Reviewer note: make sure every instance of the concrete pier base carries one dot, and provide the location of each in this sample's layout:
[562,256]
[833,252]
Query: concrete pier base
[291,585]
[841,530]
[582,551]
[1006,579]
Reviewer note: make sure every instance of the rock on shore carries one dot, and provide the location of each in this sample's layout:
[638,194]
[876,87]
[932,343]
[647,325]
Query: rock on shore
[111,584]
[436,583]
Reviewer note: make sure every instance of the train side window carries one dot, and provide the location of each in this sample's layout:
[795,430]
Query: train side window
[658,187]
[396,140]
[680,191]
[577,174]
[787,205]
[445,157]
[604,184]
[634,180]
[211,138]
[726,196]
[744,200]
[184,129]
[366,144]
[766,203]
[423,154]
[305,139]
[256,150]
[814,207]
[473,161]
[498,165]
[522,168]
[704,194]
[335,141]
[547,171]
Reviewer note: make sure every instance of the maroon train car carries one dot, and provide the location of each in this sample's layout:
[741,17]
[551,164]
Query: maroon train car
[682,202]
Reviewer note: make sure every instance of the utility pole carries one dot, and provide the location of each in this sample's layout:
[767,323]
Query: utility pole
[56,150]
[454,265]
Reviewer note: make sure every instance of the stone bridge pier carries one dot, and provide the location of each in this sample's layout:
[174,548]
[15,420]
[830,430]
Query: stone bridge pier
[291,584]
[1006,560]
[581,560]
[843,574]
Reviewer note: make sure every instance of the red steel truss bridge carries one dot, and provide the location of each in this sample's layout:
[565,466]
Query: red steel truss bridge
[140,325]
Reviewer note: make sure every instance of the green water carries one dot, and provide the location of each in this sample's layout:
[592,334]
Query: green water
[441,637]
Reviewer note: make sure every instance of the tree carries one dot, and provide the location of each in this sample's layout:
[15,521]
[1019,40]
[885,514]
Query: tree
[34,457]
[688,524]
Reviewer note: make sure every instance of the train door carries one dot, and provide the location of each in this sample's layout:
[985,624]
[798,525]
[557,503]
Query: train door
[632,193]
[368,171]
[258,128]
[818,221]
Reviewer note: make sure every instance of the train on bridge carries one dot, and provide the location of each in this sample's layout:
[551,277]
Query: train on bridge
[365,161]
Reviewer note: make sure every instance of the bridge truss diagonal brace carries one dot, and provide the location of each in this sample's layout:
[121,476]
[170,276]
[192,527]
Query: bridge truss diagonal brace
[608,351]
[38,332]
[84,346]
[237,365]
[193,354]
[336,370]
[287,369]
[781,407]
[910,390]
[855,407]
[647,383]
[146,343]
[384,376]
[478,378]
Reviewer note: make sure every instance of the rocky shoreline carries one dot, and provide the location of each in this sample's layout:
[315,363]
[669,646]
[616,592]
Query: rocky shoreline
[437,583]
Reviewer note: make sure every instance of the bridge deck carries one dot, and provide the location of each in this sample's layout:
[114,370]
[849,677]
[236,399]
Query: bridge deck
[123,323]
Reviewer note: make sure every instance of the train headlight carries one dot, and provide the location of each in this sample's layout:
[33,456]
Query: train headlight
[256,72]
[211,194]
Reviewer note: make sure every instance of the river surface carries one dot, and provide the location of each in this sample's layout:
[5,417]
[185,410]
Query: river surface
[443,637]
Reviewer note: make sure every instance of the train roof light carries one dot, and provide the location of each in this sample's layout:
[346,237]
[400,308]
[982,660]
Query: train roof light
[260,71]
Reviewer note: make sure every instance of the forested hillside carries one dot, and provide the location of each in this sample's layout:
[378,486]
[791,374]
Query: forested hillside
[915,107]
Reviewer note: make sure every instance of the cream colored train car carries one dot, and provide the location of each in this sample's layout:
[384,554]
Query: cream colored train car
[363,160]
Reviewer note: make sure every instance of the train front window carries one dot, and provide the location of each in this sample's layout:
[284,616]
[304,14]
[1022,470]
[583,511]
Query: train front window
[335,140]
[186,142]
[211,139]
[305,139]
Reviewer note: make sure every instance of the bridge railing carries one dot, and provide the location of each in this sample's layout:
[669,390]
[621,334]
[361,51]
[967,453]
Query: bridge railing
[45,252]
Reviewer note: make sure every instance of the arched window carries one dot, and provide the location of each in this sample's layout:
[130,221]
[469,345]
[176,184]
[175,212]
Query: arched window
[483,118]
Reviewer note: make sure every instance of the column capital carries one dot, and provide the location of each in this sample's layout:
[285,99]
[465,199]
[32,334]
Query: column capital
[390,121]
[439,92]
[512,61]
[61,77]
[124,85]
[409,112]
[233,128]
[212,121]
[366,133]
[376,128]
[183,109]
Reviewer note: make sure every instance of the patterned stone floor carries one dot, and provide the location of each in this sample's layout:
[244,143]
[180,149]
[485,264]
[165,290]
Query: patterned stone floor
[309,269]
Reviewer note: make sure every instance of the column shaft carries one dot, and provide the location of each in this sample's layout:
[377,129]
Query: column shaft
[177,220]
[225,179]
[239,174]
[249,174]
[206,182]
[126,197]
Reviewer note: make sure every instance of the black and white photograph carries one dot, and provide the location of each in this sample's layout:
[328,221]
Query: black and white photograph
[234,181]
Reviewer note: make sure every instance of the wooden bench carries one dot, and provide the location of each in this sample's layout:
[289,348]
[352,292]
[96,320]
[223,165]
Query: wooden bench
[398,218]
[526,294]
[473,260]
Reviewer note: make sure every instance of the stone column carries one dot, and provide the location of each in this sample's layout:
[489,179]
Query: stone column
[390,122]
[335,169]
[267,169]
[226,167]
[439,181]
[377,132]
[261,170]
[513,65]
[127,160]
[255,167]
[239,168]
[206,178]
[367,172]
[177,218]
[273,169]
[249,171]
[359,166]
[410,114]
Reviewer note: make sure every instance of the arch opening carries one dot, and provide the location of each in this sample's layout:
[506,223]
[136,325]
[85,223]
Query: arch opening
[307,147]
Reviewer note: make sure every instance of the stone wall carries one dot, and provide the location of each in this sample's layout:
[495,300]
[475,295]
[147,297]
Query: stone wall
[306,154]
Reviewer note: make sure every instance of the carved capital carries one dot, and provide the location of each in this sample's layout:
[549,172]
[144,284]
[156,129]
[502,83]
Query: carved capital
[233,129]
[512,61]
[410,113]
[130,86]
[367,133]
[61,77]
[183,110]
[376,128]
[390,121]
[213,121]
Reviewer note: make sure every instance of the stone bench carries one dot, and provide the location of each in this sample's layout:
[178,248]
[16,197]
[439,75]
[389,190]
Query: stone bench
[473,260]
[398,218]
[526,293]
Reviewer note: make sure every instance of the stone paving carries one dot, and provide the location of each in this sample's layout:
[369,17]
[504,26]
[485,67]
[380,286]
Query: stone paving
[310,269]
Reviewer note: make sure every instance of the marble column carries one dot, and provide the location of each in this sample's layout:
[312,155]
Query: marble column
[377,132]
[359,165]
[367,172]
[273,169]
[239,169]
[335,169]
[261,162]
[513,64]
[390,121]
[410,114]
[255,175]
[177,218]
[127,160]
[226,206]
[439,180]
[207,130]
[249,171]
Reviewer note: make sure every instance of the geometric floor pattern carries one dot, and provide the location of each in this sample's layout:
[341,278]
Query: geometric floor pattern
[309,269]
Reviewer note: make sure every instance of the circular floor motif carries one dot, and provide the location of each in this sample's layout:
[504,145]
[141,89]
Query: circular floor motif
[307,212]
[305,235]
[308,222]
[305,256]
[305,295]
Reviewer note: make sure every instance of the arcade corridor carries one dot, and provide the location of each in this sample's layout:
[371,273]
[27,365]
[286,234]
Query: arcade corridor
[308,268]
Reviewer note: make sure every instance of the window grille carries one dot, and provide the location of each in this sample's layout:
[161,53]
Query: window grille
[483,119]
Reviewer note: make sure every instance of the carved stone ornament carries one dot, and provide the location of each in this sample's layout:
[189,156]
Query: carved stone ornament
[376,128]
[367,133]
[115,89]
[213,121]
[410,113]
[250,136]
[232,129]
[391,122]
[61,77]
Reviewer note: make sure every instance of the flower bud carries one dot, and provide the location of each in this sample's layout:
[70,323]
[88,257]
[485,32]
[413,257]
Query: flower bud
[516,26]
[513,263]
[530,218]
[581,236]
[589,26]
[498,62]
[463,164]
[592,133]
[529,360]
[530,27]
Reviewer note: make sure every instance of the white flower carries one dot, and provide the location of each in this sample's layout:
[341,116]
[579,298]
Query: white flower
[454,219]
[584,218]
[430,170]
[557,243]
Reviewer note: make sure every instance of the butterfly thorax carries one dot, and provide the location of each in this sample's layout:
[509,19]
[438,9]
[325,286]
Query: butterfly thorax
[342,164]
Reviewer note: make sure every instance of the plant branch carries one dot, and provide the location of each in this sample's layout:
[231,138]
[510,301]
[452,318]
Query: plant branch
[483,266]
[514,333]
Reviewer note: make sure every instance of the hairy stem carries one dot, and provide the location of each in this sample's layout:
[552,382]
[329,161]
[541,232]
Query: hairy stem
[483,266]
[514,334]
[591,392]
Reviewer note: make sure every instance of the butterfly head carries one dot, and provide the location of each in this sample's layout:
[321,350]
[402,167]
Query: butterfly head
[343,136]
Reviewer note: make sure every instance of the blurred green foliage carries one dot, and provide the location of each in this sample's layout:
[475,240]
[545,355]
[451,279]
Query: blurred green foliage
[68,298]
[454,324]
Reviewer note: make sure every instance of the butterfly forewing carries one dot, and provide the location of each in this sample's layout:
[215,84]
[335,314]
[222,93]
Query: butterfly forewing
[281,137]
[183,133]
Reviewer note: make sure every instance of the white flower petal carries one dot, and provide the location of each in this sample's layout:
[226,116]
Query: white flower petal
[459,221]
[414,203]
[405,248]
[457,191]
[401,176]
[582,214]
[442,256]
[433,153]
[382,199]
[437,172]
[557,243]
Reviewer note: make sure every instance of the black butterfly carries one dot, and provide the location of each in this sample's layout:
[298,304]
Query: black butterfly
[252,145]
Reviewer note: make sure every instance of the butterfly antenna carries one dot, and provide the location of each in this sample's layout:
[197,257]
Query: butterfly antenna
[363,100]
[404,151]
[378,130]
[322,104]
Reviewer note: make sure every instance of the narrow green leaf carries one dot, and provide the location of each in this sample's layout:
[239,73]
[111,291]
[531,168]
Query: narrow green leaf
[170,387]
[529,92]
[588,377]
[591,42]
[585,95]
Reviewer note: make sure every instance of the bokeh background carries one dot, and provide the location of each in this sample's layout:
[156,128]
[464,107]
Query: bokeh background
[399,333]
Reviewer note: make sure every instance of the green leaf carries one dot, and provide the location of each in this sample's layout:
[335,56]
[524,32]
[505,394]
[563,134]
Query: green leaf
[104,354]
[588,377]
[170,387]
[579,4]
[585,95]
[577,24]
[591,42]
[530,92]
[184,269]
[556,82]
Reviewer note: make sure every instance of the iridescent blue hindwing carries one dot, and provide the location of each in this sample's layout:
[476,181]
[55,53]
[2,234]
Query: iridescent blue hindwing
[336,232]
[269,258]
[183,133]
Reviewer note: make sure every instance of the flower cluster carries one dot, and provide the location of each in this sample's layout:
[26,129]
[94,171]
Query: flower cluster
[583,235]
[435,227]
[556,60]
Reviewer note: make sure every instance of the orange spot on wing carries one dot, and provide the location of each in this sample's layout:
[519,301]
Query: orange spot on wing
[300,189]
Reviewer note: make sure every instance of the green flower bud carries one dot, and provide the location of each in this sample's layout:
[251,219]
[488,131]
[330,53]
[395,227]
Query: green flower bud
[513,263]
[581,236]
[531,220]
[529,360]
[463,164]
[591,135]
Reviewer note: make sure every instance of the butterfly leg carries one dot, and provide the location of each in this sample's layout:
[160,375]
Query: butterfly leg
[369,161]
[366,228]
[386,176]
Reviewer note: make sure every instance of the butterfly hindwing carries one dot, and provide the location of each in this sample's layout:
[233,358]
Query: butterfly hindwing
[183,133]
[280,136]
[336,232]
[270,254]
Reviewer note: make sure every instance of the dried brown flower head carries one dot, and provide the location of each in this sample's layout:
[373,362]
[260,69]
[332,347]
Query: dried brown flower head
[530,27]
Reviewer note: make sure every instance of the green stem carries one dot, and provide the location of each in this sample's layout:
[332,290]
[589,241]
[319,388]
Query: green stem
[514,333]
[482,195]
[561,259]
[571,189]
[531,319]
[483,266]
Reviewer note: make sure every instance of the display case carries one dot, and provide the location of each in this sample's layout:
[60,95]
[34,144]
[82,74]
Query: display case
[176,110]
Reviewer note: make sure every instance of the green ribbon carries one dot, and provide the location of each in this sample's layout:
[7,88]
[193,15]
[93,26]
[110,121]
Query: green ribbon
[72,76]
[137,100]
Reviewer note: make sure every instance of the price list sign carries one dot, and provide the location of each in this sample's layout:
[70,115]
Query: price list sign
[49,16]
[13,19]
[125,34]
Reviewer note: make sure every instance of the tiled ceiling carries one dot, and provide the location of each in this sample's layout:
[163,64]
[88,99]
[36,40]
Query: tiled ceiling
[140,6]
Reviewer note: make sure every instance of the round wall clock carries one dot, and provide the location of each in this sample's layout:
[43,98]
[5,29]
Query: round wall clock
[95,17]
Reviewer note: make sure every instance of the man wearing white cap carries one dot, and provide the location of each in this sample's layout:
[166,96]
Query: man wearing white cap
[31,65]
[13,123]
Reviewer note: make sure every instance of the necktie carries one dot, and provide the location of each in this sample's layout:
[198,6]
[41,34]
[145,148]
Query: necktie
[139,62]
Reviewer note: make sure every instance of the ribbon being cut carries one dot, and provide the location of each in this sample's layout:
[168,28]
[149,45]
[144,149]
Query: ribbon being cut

= = =

## Exercise requirements
In the listing, count every line holding the word "being"; answer with the count alone.

## Output below
2